**Written problem**
Reproduce every one of the entries below word for word, with no changes.

━━━━━━━━

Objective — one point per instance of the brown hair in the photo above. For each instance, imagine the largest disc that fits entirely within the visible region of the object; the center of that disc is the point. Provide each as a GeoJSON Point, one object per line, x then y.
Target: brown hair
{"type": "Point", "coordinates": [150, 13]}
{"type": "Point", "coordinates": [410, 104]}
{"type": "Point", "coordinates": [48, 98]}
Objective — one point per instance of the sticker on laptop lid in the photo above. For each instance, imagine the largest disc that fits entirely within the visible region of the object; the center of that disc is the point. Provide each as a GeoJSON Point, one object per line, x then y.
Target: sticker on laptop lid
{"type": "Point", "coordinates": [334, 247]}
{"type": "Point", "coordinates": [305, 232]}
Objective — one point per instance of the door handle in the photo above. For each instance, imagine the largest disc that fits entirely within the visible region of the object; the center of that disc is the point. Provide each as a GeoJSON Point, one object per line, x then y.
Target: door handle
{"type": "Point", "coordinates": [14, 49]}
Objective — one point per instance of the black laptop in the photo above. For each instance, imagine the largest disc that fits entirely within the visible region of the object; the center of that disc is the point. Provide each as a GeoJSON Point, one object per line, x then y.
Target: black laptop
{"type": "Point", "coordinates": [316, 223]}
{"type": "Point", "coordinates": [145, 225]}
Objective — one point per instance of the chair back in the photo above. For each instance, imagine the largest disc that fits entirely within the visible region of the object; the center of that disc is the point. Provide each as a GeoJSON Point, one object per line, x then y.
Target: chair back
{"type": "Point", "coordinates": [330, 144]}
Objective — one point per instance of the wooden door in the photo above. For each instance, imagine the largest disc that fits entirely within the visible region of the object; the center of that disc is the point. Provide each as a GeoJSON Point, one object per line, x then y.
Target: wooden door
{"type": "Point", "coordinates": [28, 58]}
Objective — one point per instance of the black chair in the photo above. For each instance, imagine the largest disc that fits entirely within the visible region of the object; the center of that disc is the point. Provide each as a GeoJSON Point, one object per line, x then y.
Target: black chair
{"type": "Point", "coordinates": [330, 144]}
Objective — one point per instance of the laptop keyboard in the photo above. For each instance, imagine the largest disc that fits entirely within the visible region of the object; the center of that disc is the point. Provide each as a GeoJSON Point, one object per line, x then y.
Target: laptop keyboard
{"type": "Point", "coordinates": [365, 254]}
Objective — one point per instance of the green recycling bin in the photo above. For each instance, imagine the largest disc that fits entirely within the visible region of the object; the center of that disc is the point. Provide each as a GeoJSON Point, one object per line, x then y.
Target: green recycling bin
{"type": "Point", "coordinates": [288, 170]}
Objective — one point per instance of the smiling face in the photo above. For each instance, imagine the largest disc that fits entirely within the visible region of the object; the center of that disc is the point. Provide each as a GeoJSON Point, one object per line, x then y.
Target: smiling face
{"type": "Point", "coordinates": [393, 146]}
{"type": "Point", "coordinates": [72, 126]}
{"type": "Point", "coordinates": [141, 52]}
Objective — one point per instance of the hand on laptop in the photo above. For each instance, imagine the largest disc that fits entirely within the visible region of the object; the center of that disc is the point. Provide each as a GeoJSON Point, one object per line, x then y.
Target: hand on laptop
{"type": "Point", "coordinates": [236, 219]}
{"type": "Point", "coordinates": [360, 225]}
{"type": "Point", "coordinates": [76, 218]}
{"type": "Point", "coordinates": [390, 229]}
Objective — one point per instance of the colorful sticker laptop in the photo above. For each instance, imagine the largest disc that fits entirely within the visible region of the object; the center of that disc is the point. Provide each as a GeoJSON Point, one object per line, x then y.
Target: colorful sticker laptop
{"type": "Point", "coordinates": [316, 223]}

━━━━━━━━

**Exercise result**
Objective — one point per instance of the brown hair in the photo above. For each instance, imagine the largest disc that fits entirely within the visible region of the object; the center of that disc is the point. Provide each as a GeoJSON Point, one object per line, x then y.
Target: brown hair
{"type": "Point", "coordinates": [150, 13]}
{"type": "Point", "coordinates": [410, 104]}
{"type": "Point", "coordinates": [48, 98]}
Objective — one point per instance of the sticker on laptop lid in the photo above. For each instance, imagine the largest disc that fits entirely within the visible region of the object; the center of that disc is the point. Provide each as a GeoJSON Point, one object per line, x then y.
Target: sticker on laptop lid
{"type": "Point", "coordinates": [334, 247]}
{"type": "Point", "coordinates": [305, 232]}
Objective — one point per instance of the door handle in the photo above. For each instance, imagine the largest disc that fits entirely within the visible region of the object; the center of that disc is the point. Provide each as a GeoJSON Point, one object per line, x then y.
Target: door handle
{"type": "Point", "coordinates": [14, 49]}
Objective — one point per instance of the black laptop in the photo above. For each instance, imagine the largest disc that fits entirely within the visible region of the object; the center of that disc is the point. Provide each as a GeoJSON Point, one object per line, x then y.
Target: black laptop
{"type": "Point", "coordinates": [316, 223]}
{"type": "Point", "coordinates": [145, 225]}
Objective — one point per instance of the chair back in the photo above. For each instance, imagine the largest disc that fits entirely within the visible region of the object; the center of that disc is the point. Provide each as a GeoJSON Point, one object per line, x then y.
Target: chair back
{"type": "Point", "coordinates": [330, 144]}
Objective — one point per instance of the wooden door in the photo above. For each instance, imagine the largest disc that fits entirely within the visible region of the object; the center of that disc is the point. Provide each as a GeoJSON Point, one object per line, x then y.
Target: wooden door
{"type": "Point", "coordinates": [28, 58]}
Objective — one point per instance of the black chair in the photo above. For each instance, imagine the largest disc that fits entirely within the visible region of the object; the center of that disc is the point. Provide each as a GeoJSON Point, one object per line, x then y.
Target: black chair
{"type": "Point", "coordinates": [330, 144]}
Objective — one point per instance of the laptop keyboard in the photo above. For each instance, imagine the largest disc that fits entirely within the visible region of the object; the center of that disc is the point. Provide each as a GeoJSON Point, one object per line, x then y.
Target: laptop keyboard
{"type": "Point", "coordinates": [365, 254]}
Objective — one point per instance of the green recycling bin in the photo above. For each instance, imagine the largest disc that fits entirely within the visible region of the object; the center of that disc is the point. Provide each as a GeoJSON Point, one object per line, x then y.
Target: green recycling bin
{"type": "Point", "coordinates": [288, 170]}
Objective — one point per instance of the smiling face in the photo above. For each instance, imagine the largest disc that fits entirely within the visible region of the object; the center of that disc is the point. Provide each as a GeoJSON Point, one object per line, x then y.
Target: smiling face
{"type": "Point", "coordinates": [393, 146]}
{"type": "Point", "coordinates": [72, 126]}
{"type": "Point", "coordinates": [141, 52]}
Objective — one point per instance of the hand on laptop in the photo above. For each instance, imagine the largest disc that fits entirely within the visible region of the object; the center of that disc is the point. Provide each as a GeoJSON Point, one object per line, x then y.
Target: hand on laptop
{"type": "Point", "coordinates": [236, 219]}
{"type": "Point", "coordinates": [360, 225]}
{"type": "Point", "coordinates": [76, 218]}
{"type": "Point", "coordinates": [390, 229]}
Objective — one point per instance of the colorful sticker laptop in the photo above. For each instance, imagine the largest disc that fits entirely within the visible region of the object; the center of that disc is the point. Provide each as a GeoJSON Point, one object per line, x then y.
Target: colorful sticker laptop
{"type": "Point", "coordinates": [316, 223]}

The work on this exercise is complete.